* **Text block**:
[Start of Attachment]

SUBMITTED NEWS RELEASE
The trauma center at Renown Regional Medical Center has been verified as a Level II Trauma Center by the American College of Surgeons (ACS).
This achievement recognizes the trauma center’s dedication to providing optimal care for injured patients. Renown has held the verification since 1989. On average, more than 3,000 trauma patients from the region are treated at Renown Regional each year.
“ACS Trauma Center Verification is awarded only to centers which provide consistent excellence in care for severely injured patients,” said Myron Gomez, MD, FACS, Chief of Trauma at Renown Regional. “Trauma care is a multidisciplinary effort including emergency medicine, radiology, anesthesia, trauma-surgical critical care, orthopaedic, plastic-facial surgery and neurosurgery. Trauma system care begins with prehospital critical care transport and is a system wide effort of surgery, critical care and rehabilitation services.”
This verification is not only significant for the cities in the region, but it’s also important to rural partners who rely on Renown Health to support them when patients from outlying areas are injured.
“I very much appreciate having Renown as our regional trauma center,” said Liz Muckerman, M.D., with Barton Memorial in South Lake Tahoe and Carson Valley Medical Center in Gardnerville. “Although it is interesting to treat trauma patients, we can’t do it well without extensive support such as 24 hour interventional radiology and multiple surgical subspecialties.”
Established by the American College of Surgeons in 1987, the Consultation/Verification Program for Hospitals promotes the development trauma systems. This encompasses the prehospital phase through the rehabilitation process.
Verified trauma centers must meet essential criteria that ensure trauma care capability and institutional performance, as outlined by the American College of Surgeons’ Committee on Trauma in its current “Resources for the Optimal Care of the Injured Patient” manual.
The ACS Committee on Trauma’s verification program does not designate trauma centers. Rather, the program provides confirmation that a trauma center has demonstrated its commitment to providing the highest quality trauma care for all injured patients. The actual establishment and the designation of trauma centers is the function of local, regional, or state health care systems agencies.
There are five separate categories of verification in the Committee on Trauma’s program (Level I Trauma Center, Level II Trauma Center, Level III Trauma Center, Level I Pediatric Trauma Center and Level II Pediatric Trauma Center). Each category has specific criteria that must be met by a facility seeking that level of verification. Each hospital has an on-site review by a team of experienced site reviewers, who use the current “Resources for the Optimal Care of the Injured Patient” manual as a guideline in conducting the survey.
Level 1 and Level II centers have essentially the same clinical staff and resource requirements. Level 1 centers are required to teach surgical residents.
The American College of Surgeons is a scientific and educational association of surgeons that was founded in 1913 to raise the standards of surgical education and practice and to improve the care of the surgical patient. The College has over 72,000 members and it is the largest association of surgeons in the world. Longstanding achievements have placed the ACS in the forefront of American surgery and have made it an important advocate for all surgical patients.

[End of Attachment]

* **To do**:
1 > Return the passage of the trauma center news release starting at "Established by the" and ending at "care systems agencies.".
2 > Answer these questions using the trauma center news release:
(a) Since what year has Renown held the verification?
(b) In what year did the American College of Surgeons establish the Consultation/Verification Program for Hospitals?
(c) How many members does the American College of Surgeons have?
3 > According to the trauma center news release, why does the verification matter to rural partners? Explain in one to three sentences.

* **Supplied information**:

[Start of Attachment]

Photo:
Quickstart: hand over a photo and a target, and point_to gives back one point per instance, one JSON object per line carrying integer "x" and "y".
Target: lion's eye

[End of Attachment]

* **Answers by item**:
1 >
Established by the American College of Surgeons in 1987, the Consultation/Verification Program for Hospitals promotes the development trauma systems. This encompasses the prehospital phase through the rehabilitation process.
Verified trauma centers must meet essential criteria that ensure trauma care capability and institutional performance, as outlined by the American College of Surgeons’ Committee on Trauma in its current “Resources for the Optimal Care of the Injured Patient” manual.
The ACS Committee on Trauma’s verification program does not designate trauma centers. Rather, the program provides confirmation that a trauma center has demonstrated its commitment to providing the highest quality trauma care for all injured patients. The actual establishment and the designation of trauma centers is the function of local, regional, or state health care systems agencies.

2 >
(a) 1989
(b) 1987
(c) Over 72,000

3 > Rural partners rely on Renown Health for support when patients from outlying areas are injured. For that reason, the verification matters to them as well as to the cities in the region.